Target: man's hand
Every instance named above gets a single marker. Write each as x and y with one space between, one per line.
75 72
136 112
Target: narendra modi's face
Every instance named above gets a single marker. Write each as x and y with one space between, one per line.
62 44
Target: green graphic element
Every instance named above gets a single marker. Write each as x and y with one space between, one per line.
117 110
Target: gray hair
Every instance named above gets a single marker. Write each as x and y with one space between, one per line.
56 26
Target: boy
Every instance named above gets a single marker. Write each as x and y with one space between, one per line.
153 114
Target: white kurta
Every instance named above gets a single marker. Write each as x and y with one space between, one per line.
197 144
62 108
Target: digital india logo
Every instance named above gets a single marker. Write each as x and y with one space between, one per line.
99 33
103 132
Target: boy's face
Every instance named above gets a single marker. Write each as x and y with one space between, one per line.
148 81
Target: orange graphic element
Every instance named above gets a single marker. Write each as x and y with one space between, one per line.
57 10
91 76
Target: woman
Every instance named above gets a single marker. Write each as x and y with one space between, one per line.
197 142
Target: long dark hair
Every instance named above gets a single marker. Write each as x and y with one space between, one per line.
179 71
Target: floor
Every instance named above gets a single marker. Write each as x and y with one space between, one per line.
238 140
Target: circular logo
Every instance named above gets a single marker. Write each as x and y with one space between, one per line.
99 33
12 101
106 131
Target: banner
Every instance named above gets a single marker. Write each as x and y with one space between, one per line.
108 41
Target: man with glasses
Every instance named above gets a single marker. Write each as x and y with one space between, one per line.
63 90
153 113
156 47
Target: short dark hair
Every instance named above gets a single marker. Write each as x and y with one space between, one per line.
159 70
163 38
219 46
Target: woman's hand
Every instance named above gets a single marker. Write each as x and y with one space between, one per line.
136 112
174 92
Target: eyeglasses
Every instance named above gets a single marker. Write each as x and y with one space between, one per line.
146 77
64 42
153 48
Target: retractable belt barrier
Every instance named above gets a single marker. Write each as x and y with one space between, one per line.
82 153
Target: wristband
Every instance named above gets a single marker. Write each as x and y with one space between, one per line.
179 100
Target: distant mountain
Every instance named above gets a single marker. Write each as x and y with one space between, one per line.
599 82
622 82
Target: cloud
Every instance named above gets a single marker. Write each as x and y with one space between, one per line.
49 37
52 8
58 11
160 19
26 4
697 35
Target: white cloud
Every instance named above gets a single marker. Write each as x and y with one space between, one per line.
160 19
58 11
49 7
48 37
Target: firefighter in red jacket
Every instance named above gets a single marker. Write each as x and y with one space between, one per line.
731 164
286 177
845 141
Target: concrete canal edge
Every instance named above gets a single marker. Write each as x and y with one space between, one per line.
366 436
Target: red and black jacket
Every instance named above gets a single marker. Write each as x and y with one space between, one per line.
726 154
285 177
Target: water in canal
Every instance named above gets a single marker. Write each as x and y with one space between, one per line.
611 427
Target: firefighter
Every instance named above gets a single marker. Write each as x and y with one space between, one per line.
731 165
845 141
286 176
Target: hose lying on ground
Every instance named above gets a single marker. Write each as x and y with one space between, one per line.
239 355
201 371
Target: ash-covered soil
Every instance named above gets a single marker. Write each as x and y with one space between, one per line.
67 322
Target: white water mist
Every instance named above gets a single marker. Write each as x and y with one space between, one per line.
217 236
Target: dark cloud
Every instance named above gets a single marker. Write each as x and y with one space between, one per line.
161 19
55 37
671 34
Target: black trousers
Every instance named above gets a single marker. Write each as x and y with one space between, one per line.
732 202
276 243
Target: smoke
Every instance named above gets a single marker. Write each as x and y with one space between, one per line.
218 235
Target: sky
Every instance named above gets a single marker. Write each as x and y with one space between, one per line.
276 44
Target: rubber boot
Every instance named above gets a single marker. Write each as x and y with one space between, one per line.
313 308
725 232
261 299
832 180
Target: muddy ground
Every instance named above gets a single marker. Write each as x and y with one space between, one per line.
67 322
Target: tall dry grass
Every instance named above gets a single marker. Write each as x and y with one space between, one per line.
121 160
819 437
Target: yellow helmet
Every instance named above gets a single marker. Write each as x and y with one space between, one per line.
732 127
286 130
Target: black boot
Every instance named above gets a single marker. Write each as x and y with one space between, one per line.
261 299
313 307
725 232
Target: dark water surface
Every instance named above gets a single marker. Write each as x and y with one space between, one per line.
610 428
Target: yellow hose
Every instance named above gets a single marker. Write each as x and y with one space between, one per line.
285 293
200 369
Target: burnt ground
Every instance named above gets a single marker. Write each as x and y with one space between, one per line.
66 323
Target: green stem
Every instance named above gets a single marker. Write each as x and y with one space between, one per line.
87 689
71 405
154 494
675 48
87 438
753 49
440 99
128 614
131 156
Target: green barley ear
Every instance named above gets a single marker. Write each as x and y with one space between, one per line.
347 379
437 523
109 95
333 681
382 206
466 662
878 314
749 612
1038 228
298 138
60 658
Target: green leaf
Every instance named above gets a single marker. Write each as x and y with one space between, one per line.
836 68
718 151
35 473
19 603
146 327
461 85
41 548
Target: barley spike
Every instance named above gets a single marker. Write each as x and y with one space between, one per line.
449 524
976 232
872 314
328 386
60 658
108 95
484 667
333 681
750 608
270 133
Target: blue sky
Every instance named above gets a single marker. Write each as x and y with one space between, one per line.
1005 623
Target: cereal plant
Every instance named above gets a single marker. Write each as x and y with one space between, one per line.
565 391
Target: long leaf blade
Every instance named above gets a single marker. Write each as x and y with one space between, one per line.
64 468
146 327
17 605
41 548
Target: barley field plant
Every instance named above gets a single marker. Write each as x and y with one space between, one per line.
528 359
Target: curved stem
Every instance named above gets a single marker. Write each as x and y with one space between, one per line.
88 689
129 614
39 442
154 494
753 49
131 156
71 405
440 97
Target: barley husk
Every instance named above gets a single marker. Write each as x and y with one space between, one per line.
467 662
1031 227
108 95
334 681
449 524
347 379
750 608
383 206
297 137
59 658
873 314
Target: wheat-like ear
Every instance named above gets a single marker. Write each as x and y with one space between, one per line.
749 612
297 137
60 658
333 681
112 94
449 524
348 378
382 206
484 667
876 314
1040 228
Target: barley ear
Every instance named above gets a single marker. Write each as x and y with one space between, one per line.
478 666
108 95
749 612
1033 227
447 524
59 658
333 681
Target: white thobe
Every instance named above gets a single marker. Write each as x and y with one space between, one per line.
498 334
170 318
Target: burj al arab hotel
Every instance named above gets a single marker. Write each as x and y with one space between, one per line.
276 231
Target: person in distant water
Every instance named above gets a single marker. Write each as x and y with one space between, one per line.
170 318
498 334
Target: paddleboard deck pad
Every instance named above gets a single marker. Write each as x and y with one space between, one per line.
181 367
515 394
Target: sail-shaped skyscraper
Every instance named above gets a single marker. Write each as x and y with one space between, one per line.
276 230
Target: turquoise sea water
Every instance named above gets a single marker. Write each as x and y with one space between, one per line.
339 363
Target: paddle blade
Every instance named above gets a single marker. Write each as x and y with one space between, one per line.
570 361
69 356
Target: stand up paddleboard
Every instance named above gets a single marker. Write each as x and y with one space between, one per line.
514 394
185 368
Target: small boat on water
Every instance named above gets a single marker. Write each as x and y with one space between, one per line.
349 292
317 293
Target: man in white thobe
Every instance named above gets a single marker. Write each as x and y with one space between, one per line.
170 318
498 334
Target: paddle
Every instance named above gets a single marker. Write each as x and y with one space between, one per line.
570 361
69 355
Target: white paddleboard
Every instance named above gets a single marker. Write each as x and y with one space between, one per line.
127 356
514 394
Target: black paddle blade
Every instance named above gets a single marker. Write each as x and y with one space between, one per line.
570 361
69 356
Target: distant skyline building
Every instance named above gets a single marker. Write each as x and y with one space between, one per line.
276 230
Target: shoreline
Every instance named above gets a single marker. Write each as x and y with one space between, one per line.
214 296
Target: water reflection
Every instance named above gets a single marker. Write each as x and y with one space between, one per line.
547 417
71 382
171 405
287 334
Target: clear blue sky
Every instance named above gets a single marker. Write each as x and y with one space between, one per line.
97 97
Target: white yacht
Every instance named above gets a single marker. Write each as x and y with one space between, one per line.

WHAT YOU NEED TO DO:
Copy out the lines from the line containing "Target: distant skyline building" to the end of the listing above, without alteration.

COMPLETE RESPONSE:
Target: distant skyline building
Every instance named above gets a single marker. Write each as x and y with one space between, one per line.
276 230
Target: shoreline
Every instance named above gets a single marker. Write each as x and y with one space between, one per line.
214 296
Target: water reflection
Every instance named above gets a single marker. Write each as x and y with one space between, one per line.
547 417
71 382
171 405
287 334
Target: clear blue sky
Every instance named above gets a single marker. Write each as x and y with one space between, one per line.
97 97
Target: white yacht
Every instance named above gets a single marker. Write each as x and y with one space between, one per line.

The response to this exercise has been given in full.